┌─ Source data
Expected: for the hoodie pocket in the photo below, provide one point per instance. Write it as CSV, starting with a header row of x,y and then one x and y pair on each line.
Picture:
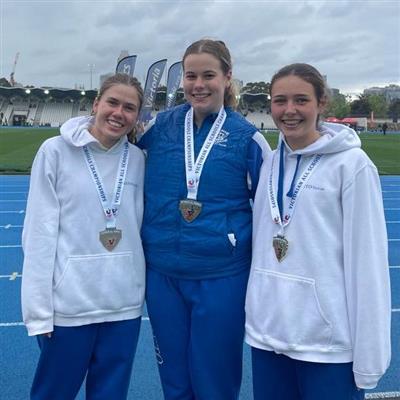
x,y
98,284
284,309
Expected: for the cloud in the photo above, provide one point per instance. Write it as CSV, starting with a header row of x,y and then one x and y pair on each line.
x,y
354,42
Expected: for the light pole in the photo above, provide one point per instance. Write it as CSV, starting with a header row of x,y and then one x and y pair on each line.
x,y
91,68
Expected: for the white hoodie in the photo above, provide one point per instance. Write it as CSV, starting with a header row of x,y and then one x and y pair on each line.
x,y
69,278
328,300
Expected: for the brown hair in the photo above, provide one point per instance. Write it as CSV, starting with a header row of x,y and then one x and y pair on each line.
x,y
123,79
218,49
307,73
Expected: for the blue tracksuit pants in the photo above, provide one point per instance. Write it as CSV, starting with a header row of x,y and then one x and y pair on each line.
x,y
198,328
278,377
102,352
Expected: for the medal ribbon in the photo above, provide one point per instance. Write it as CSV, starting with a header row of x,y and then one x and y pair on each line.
x,y
110,210
194,168
294,192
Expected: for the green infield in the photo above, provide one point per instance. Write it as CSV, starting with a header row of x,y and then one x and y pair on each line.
x,y
18,146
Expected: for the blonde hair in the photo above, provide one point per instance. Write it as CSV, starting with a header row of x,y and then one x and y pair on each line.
x,y
123,79
218,49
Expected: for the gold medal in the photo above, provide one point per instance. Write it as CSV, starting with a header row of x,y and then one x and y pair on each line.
x,y
280,245
190,209
110,237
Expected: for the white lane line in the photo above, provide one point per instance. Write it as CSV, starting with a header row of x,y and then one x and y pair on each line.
x,y
382,395
10,324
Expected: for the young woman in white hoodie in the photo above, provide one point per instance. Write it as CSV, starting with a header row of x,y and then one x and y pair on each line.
x,y
318,299
84,272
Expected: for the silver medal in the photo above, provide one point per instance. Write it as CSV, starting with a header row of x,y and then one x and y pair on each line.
x,y
110,237
281,246
190,209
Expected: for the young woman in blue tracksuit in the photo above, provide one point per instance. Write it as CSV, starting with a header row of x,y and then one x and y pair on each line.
x,y
318,299
84,272
201,172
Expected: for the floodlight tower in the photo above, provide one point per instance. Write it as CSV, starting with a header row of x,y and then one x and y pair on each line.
x,y
12,80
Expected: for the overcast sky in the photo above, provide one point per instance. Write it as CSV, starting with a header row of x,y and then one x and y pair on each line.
x,y
355,43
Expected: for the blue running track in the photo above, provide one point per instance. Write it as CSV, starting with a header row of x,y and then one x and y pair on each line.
x,y
18,352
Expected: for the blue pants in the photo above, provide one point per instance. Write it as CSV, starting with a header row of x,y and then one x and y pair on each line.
x,y
198,328
102,352
278,377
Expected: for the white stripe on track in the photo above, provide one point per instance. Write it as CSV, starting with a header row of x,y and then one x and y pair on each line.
x,y
11,277
383,395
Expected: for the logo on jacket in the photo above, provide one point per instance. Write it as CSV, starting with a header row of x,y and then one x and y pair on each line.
x,y
222,138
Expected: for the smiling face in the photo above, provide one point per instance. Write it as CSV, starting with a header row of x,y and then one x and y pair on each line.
x,y
295,110
204,84
116,113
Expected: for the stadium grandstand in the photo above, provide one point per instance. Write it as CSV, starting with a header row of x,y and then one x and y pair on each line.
x,y
43,106
40,107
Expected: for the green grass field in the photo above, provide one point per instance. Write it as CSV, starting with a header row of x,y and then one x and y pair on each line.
x,y
18,146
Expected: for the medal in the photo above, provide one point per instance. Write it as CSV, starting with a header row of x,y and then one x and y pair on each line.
x,y
280,245
276,200
190,209
110,237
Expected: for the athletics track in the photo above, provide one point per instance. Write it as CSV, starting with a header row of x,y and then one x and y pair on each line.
x,y
18,352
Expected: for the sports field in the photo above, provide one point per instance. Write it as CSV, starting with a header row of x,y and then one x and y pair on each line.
x,y
18,146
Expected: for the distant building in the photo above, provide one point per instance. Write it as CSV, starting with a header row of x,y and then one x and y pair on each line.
x,y
104,77
390,92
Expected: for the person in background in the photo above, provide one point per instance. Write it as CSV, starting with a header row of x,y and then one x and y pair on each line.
x,y
318,300
202,170
83,278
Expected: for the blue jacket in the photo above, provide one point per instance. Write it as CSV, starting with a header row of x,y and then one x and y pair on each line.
x,y
202,248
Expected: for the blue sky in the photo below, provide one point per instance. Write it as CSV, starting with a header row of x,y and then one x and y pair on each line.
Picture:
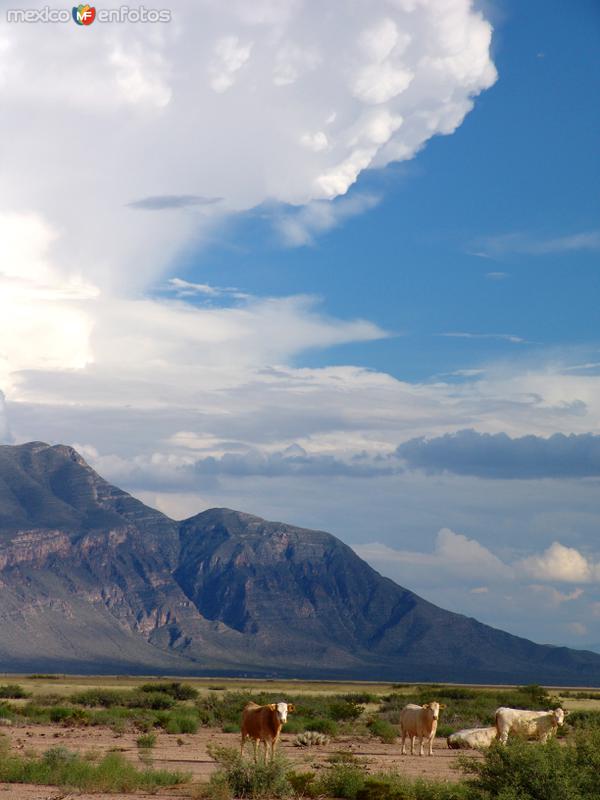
x,y
524,163
337,269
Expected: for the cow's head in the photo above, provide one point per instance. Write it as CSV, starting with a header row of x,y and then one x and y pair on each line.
x,y
434,709
559,715
282,710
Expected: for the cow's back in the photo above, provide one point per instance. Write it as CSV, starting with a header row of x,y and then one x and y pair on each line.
x,y
260,722
472,738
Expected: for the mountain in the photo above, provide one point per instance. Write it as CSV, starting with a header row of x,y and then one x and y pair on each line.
x,y
92,580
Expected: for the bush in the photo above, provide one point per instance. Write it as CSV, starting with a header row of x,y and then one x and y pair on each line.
x,y
345,710
13,691
60,767
111,698
303,783
182,723
67,714
383,729
146,741
467,708
310,738
522,771
327,726
342,780
242,778
175,689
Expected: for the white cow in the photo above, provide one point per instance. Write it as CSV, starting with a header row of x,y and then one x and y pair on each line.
x,y
419,721
472,738
539,725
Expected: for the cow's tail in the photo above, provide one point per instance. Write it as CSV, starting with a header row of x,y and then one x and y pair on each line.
x,y
497,724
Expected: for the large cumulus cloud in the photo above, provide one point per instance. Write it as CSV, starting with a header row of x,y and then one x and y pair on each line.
x,y
228,105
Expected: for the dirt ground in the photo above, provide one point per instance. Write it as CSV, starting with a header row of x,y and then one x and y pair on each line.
x,y
188,753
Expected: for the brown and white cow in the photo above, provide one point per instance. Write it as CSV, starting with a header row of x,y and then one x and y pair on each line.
x,y
540,725
419,721
262,724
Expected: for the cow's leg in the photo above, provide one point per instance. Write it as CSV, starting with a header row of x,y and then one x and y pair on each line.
x,y
274,744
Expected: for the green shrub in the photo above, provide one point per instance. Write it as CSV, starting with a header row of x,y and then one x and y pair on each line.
x,y
124,698
182,723
523,771
175,689
13,691
383,729
146,741
42,677
243,778
341,780
303,783
345,709
68,714
467,708
327,726
60,767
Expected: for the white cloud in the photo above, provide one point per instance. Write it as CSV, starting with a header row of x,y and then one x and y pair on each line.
x,y
5,437
536,245
247,106
560,563
578,628
506,337
454,554
553,596
302,226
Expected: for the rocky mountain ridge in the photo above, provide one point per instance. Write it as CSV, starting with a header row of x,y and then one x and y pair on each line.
x,y
92,580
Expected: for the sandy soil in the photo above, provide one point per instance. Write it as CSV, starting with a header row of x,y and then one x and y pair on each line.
x,y
188,753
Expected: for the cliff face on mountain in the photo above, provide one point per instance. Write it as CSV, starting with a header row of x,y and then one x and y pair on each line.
x,y
92,580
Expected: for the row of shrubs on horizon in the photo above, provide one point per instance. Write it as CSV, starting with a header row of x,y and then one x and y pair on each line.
x,y
519,771
178,708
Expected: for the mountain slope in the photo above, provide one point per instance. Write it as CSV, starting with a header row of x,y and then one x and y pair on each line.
x,y
97,581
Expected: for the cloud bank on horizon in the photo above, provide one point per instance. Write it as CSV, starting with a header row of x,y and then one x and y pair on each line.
x,y
130,148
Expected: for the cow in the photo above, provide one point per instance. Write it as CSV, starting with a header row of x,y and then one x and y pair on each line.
x,y
472,738
419,721
263,724
540,725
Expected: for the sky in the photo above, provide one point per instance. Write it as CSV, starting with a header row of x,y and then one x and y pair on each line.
x,y
338,268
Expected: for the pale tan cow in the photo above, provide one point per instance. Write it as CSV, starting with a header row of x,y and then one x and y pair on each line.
x,y
419,721
262,724
540,725
472,739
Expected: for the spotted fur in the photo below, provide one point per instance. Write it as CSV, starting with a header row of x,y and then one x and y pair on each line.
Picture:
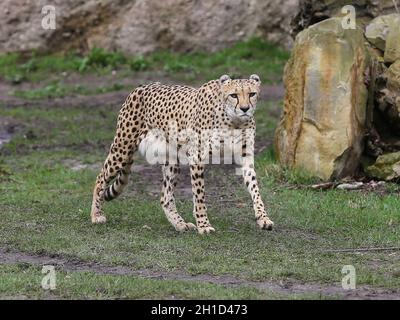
x,y
223,104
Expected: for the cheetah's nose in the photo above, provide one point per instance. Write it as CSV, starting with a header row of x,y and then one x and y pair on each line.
x,y
244,109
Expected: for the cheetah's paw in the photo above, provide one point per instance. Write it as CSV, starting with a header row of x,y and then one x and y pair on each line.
x,y
265,223
183,227
206,229
99,218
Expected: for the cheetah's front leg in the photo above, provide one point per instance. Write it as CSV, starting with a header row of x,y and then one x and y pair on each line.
x,y
170,173
199,207
250,180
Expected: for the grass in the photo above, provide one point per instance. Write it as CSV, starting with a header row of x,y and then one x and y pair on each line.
x,y
48,169
58,90
88,285
45,204
242,59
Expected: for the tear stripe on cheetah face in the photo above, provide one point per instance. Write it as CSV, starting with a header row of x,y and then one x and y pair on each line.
x,y
223,104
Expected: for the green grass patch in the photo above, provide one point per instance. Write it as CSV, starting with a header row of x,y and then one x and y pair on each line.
x,y
241,60
23,281
45,206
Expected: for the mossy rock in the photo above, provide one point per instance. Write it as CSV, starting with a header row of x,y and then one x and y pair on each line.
x,y
386,167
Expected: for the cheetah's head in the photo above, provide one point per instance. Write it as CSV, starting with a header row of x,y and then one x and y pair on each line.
x,y
240,96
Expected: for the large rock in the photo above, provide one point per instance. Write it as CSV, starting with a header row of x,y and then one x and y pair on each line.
x,y
386,167
323,120
142,26
384,33
377,30
314,11
392,49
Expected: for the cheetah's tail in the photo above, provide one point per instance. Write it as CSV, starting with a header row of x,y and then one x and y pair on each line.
x,y
119,184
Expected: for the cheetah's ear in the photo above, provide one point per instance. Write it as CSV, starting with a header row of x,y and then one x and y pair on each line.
└─
■ **Exercise instructions**: For an answer, give a copy of every line in the listing that holds the word "below".

■ **Exercise response**:
Expected: for the hoodie pocket in the photo below, provide one point per instance. Write it as CSV, starting with a header row of x,y and then one x and y pair on each line.
Expected: for the blue sky in the photo below, provide one point per instance. Write it as CSV, starting with a header row of x,y and then one x and y pair on each line.
Expected: for the spotted fur in the photo below, provide one point per instance. Write it as CSV, starting with a header row of x,y and then one x and y pair on each line.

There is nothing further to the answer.